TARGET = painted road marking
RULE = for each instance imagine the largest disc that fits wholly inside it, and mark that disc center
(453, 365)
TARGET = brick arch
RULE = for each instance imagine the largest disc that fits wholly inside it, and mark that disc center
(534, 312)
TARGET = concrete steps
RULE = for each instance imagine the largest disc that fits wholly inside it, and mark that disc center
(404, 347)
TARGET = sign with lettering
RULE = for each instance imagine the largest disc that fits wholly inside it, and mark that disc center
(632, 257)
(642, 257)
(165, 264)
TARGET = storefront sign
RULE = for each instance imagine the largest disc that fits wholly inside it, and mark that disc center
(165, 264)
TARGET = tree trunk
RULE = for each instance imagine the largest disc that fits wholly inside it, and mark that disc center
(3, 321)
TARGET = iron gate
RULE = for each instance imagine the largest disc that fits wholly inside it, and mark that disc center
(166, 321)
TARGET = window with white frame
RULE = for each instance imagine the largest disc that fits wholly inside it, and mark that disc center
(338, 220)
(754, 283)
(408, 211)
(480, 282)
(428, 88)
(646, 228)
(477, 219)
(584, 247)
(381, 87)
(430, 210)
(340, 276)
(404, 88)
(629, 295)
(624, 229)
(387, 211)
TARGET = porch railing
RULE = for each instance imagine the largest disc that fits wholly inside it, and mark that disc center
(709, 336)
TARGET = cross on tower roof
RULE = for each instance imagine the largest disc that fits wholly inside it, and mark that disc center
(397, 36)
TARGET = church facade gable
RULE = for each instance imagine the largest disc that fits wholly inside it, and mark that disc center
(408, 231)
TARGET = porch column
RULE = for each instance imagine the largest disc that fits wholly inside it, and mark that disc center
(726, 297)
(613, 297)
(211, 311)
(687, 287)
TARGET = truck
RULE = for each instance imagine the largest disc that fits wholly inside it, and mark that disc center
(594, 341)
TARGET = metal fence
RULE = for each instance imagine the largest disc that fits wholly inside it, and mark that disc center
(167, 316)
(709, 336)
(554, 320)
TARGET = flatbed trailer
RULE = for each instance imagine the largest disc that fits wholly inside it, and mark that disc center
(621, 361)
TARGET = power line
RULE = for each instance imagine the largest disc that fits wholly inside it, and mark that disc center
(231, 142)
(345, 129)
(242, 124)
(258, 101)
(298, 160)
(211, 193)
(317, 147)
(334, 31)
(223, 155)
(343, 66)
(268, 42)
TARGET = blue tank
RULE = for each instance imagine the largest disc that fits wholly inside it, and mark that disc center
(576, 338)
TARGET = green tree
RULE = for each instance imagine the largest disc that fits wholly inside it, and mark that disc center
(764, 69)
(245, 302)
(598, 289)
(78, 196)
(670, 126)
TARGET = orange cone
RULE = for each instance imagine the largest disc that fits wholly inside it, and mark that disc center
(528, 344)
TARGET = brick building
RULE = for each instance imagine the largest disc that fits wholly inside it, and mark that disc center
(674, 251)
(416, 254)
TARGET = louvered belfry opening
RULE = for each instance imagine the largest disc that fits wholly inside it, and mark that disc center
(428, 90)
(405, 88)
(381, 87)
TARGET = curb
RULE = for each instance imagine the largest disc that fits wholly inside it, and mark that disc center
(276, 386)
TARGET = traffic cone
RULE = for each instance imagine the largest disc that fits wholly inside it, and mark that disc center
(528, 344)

·····

TASK OBJECTIVE: Could you copy each line of the material that holds "porch"?

RESPONSE AREA:
TARGET = porch railing
TARGET = porch column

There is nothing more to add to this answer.